» **Problem to work on**
Each record must be retyped in full. No character may differ.

******************************

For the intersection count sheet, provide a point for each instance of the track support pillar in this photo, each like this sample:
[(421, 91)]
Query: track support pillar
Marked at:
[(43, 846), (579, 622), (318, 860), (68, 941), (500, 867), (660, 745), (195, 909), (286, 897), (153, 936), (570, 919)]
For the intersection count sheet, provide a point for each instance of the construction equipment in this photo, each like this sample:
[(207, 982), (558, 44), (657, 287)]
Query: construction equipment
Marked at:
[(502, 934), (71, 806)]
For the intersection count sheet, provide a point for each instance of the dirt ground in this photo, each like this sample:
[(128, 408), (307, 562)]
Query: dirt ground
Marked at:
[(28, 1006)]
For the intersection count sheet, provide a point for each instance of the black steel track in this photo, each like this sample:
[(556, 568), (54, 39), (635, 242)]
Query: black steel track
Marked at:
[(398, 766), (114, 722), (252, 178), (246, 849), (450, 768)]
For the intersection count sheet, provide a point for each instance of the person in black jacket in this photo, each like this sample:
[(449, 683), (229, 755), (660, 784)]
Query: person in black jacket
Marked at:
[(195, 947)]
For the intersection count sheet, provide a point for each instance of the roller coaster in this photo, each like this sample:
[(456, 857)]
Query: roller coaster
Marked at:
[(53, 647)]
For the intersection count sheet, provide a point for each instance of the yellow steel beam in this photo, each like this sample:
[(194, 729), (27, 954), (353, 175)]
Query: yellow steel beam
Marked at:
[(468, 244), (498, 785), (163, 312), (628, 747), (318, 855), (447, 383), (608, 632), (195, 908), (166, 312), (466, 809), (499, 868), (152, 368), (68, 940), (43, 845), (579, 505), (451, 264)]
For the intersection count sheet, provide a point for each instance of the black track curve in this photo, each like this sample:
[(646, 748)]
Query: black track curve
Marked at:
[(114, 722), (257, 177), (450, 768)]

******************************

» **Answer**
For the intersection count sheet, provide a point for each instance of the track support pillar in this photo, each like this sample:
[(421, 91)]
Query: track support pillar
Marked at:
[(43, 846), (579, 622), (318, 860), (68, 941), (500, 867), (660, 745), (195, 909), (286, 897), (153, 936), (570, 919)]
For the intersection count sheet, provide a point for each instance of the construction equipment in this photo, each like this sample:
[(207, 982), (558, 44), (657, 287)]
Query: construction equipment
Marked at:
[(502, 934), (71, 806)]
For the intersection count sheet, provide a point for each instance of the dirt ground in this photo, each like this sample:
[(128, 408), (307, 562)]
Query: dirt ground
Marked at:
[(28, 1006)]
For the intersection count sheet, provide a point for each instance of the black steel track in this photo, each like this sample:
[(556, 568), (54, 39), (635, 242)]
Query: black steel track
Marked at:
[(398, 766), (114, 722), (252, 178), (246, 849), (450, 768)]
For the intersection count sheet, provide a point for each instance of the person in black jacket in this photo, each like this sample:
[(449, 683), (229, 755), (660, 784)]
Query: person in black jacket
Marked at:
[(195, 947)]
For the intersection count sheet, provide a point for each instance of the roller coaster in this photo, each like this sample:
[(456, 857)]
Query: roller coaster
Marked at:
[(53, 647)]
For the intersection count sheet, provide a point for each instance of the yellow steel beam in this photo, each like this sample:
[(194, 729), (27, 954), (353, 175)]
Query: yellow steel beam
Marked at:
[(468, 244), (498, 785), (163, 312), (628, 747), (318, 855), (447, 383), (608, 632), (195, 908), (166, 312), (466, 809), (499, 868), (152, 368), (68, 940), (43, 845), (579, 505), (451, 264)]
For the intersection count sheet, provide a point for each instance of the black track curve in this photo, each like this sample:
[(646, 748)]
Query: black track curve
Marked at:
[(114, 722), (257, 177), (450, 768)]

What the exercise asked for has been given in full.